_TASK INSTRUCTIONS_
1. Set down everything in the shortfin patch from "Otherwise, the definition" down to "changed, 135 insertions(+)", word for word.
2. Pick up the shortfin patch after its last line and keep writing.

_DOCUMENT_
........
From 4a49a847c873f4940bb0786283c3ddf25c4c6da3 Mon Sep 17 00:00:00 2001
From: Stella Laurenzo <stellaraccident@gmail.com>
Date: Tue, 22 Oct 2024 18:59:18 -0700
Subject: [PATCH 3/3] [shortfin] Implements RandomGenerator and fill_randn.
 (#310)

For this, I opted to only support in-place variants since in shortfin,
we generally operate directly on arrays vs forcing copies or having a
lot of options in constructors for managing the device assignment.
Otherwise, the definition of randn matches torch.randn.

Fixes #261.
---
 shortfin/python/array_host_ops.cc    | 73 ++++++++++++++++++++++++++++
 shortfin/python/shortfin/array.py    |  4 ++
 shortfin/tests/api/array_ops_test.py | 58 ++++++++++++++++++++++
 3 files changed, 135 insertions(+)
........
_RECORDS_
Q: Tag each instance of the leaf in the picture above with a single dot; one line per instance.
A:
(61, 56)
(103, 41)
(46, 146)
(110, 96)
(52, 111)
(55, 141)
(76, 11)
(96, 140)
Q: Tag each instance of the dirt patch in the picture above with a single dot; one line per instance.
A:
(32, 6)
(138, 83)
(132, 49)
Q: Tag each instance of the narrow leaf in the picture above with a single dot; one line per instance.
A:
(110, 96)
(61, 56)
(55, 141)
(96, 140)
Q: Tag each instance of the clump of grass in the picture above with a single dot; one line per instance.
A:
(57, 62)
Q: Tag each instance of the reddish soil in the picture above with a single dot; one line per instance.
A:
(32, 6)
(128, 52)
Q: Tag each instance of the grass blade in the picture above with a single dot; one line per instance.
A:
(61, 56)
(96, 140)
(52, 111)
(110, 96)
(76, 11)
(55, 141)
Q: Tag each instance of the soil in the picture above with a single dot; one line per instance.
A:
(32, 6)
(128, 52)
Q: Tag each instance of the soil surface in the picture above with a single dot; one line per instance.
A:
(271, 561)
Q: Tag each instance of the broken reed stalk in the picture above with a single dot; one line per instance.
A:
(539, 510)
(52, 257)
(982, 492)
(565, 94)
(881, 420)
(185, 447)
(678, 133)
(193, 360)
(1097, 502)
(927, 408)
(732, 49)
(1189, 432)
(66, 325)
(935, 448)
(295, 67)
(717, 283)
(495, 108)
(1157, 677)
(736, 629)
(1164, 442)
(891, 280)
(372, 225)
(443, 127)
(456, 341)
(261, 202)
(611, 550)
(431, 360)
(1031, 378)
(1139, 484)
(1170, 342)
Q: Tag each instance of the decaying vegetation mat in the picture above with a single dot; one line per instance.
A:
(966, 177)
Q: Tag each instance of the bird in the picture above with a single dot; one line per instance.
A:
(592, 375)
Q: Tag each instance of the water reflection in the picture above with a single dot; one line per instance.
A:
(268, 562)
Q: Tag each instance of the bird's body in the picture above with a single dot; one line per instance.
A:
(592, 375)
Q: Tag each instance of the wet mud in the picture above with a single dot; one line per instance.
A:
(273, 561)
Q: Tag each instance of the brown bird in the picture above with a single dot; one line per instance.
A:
........
_RESPONSES TO THE TASKS_
1.
Otherwise, the definition of randn matches torch.randn.

Fixes #261.
---
 shortfin/python/array_host_ops.cc    | 73 ++++++++++++++++++++++++++++
 shortfin/python/shortfin/array.py    |  4 ++
 shortfin/tests/api/array_ops_test.py | 58 ++++++++++++++++++++++
 3 files changed, 135 insertions(+)

2.
diff --git a/shortfin/python/array_host_ops.cc b/shortfin/python/array_host_ops.cc
index b5b4aeeea..8c4af0070 100644
--- a/shortfin/python/array_host_ops.cc
+++ b/shortfin/python/array_host_ops.cc
@@ -8,6 +8,7 @@
 #include "./utils.h"
 #include "shortfin/array/api.h"
 #include "shortfin/support/logging.h"
+#include "xtensor/xrandom.hpp"
 #include "xtensor/xsort.hpp"
 #include "xtl/xhalf_float.hpp"
 
@@ -37,13 +38,59 @@ Implemented for dtypes: float16, float32.
   A device_array of dtype=int64, allocated on the host and not visible to the device.
 )";
 
+static const char DOCSTRING_FILL_RANDN[] =
+    R"(Fills an array with numbers sampled from the standard ormal distribution.
+
+Values are samples with a mean of 0 and standard deviation of 1.
+
+This operates like torch.randn but only supports in place fills to an existing
+array, deriving shape and dtype from the output array.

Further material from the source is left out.